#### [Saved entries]
________________________________________

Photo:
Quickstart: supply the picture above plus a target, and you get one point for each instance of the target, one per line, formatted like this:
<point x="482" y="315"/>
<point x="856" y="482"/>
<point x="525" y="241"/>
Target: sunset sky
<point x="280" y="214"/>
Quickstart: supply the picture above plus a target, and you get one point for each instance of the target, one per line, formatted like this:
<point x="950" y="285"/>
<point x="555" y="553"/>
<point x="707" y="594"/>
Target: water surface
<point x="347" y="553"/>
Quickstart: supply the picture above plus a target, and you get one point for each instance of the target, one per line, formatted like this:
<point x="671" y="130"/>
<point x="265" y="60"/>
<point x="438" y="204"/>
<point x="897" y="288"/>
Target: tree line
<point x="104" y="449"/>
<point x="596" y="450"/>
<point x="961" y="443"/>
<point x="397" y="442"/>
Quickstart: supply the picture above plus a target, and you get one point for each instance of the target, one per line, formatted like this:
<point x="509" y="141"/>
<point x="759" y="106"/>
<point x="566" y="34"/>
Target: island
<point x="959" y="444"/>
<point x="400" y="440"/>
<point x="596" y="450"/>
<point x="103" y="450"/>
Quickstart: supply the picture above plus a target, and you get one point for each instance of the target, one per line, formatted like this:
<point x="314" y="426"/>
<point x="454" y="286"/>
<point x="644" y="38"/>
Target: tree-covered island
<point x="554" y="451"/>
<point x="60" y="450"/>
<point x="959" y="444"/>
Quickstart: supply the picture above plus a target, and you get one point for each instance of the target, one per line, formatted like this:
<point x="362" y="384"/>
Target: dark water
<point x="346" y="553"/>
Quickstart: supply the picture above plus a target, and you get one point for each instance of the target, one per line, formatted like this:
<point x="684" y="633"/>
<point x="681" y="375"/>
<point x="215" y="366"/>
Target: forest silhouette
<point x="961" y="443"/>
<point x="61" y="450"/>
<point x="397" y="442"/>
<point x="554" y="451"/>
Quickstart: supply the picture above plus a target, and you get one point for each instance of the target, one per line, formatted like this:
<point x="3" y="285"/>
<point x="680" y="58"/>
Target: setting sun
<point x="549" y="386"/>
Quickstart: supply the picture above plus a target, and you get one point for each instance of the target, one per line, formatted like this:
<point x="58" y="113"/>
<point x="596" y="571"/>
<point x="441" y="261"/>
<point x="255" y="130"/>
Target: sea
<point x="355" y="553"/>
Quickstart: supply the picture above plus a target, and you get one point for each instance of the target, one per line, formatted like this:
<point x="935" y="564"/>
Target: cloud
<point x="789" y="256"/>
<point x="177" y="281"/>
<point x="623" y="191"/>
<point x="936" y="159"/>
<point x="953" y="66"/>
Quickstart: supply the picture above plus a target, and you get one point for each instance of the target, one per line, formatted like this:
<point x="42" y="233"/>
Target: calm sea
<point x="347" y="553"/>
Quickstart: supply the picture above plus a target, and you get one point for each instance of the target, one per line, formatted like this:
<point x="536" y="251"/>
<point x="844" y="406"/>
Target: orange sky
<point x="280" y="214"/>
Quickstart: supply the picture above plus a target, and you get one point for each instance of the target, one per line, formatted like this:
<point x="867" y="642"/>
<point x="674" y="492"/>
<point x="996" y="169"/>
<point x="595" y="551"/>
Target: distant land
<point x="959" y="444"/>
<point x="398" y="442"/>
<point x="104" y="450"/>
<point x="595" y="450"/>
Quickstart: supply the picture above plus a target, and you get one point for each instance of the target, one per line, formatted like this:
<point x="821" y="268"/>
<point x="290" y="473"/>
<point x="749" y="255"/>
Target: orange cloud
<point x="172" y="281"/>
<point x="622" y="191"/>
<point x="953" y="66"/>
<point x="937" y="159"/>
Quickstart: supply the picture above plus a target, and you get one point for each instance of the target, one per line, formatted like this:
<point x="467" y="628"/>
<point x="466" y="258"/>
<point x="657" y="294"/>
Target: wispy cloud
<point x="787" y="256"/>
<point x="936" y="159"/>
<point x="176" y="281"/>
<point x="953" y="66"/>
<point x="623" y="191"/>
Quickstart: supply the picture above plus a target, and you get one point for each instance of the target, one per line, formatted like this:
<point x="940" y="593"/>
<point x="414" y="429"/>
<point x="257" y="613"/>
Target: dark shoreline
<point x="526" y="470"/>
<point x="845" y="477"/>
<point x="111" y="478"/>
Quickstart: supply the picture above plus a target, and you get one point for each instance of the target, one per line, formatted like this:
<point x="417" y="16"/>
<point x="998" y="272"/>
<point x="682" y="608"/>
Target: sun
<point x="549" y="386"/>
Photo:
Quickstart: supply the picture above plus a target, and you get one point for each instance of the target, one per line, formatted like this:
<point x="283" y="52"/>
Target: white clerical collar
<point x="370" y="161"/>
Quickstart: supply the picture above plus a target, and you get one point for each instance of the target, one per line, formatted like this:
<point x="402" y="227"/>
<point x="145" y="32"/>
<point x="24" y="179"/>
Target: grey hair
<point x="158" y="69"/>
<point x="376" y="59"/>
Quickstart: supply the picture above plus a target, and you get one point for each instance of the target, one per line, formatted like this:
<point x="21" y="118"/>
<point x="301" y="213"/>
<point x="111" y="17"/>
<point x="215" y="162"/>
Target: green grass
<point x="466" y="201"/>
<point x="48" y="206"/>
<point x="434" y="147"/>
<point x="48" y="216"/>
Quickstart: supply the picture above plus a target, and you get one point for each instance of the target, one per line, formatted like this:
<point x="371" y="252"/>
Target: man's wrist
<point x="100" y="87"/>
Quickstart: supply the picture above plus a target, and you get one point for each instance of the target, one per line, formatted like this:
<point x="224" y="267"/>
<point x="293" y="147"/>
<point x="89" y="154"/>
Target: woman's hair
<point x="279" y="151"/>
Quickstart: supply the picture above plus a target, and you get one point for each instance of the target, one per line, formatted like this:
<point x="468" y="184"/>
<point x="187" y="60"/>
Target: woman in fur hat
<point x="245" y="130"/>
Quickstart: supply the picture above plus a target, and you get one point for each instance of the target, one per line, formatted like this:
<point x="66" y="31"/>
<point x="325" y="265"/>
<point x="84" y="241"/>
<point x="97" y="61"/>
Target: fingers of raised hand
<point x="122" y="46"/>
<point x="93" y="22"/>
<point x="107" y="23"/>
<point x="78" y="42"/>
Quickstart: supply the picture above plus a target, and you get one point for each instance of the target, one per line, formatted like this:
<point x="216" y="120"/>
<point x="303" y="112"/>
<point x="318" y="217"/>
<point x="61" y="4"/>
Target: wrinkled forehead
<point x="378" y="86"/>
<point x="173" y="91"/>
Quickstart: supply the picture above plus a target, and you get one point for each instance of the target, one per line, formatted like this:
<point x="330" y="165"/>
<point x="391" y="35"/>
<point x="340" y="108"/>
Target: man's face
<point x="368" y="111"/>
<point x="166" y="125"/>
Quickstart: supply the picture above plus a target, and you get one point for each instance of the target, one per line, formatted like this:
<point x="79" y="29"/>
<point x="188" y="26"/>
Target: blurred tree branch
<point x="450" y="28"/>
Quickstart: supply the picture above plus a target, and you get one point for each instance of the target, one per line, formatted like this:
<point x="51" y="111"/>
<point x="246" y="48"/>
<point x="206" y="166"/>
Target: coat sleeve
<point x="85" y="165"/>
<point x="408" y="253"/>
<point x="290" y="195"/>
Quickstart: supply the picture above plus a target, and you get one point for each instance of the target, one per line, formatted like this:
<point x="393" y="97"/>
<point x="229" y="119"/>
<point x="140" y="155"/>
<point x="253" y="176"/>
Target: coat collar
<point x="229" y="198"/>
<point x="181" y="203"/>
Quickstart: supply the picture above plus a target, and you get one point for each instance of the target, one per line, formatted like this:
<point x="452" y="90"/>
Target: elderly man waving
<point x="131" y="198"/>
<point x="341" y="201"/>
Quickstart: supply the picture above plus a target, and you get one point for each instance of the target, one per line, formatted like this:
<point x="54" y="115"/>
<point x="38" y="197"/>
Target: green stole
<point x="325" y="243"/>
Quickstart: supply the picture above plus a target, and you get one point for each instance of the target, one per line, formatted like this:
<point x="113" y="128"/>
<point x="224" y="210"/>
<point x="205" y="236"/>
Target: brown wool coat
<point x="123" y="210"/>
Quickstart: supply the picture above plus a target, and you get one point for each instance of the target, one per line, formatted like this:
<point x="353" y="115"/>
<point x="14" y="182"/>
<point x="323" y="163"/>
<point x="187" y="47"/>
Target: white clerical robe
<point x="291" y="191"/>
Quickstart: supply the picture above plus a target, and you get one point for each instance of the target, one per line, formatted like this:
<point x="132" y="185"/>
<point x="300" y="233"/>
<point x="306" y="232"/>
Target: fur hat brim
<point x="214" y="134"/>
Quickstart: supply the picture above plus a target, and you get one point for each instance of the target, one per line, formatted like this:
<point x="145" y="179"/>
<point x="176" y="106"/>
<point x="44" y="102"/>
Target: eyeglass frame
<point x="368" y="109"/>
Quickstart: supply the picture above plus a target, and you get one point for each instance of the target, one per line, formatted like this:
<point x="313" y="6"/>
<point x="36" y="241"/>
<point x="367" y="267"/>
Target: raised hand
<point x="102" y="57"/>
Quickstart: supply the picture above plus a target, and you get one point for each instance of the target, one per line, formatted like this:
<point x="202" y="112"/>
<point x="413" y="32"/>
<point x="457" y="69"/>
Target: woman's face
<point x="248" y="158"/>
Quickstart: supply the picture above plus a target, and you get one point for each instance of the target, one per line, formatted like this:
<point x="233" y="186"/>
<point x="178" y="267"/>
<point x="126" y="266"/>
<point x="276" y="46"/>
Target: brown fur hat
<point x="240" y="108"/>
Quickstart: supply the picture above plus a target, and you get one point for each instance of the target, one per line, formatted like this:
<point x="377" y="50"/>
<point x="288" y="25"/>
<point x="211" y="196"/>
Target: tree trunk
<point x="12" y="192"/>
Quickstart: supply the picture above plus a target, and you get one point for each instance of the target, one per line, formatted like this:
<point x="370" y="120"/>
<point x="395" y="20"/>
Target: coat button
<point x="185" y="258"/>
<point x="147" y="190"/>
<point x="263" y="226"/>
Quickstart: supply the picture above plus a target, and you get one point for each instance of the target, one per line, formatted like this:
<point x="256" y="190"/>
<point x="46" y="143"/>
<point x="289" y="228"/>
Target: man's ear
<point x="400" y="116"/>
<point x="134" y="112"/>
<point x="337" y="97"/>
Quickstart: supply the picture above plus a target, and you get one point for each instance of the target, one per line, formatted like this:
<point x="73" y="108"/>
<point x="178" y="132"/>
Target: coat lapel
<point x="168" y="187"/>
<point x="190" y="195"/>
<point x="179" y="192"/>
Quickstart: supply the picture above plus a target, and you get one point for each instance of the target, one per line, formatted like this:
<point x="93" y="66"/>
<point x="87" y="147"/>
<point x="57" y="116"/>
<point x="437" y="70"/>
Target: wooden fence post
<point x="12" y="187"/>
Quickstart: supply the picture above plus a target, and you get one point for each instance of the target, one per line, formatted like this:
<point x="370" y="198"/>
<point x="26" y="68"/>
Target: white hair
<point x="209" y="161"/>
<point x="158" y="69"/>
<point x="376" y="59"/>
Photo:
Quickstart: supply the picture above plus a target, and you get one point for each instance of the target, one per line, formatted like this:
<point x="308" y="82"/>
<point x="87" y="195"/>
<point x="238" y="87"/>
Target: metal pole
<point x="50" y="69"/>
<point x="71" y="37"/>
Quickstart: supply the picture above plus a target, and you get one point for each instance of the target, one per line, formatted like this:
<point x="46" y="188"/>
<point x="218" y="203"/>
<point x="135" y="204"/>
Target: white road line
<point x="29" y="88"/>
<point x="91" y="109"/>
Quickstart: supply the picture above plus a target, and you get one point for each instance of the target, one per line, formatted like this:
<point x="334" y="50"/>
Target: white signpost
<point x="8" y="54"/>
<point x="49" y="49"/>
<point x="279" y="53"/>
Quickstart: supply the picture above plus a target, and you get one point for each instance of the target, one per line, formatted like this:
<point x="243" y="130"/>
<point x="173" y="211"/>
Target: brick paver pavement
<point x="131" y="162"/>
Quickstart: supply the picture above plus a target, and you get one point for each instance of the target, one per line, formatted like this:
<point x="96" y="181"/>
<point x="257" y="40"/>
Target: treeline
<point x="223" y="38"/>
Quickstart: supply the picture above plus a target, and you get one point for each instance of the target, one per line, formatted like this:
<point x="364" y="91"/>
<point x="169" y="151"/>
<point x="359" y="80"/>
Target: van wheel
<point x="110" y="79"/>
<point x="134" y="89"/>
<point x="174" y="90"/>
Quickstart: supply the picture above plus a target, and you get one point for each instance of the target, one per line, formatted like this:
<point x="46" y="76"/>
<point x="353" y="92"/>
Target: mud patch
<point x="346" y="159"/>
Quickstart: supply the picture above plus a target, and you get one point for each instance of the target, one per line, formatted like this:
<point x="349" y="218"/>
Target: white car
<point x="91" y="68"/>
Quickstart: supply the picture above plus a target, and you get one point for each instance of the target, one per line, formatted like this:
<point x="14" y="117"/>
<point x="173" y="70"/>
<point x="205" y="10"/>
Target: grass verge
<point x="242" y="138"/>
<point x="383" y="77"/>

________________________________________

#### [Goal of the exercise]
Starting at the line that contains "Target: mud patch", write out every line to the end of the entries, exactly as given.

#### [Reply to the exercise]
Target: mud patch
<point x="346" y="159"/>
Quickstart: supply the picture above plus a target, and you get one point for each instance of the target, one per line, formatted like this:
<point x="349" y="218"/>
Target: white car
<point x="91" y="68"/>
Quickstart: supply the picture above plus a target, and you get one point for each instance of the target, one per line, formatted like this:
<point x="14" y="117"/>
<point x="173" y="70"/>
<point x="205" y="10"/>
Target: grass verge
<point x="242" y="138"/>
<point x="383" y="77"/>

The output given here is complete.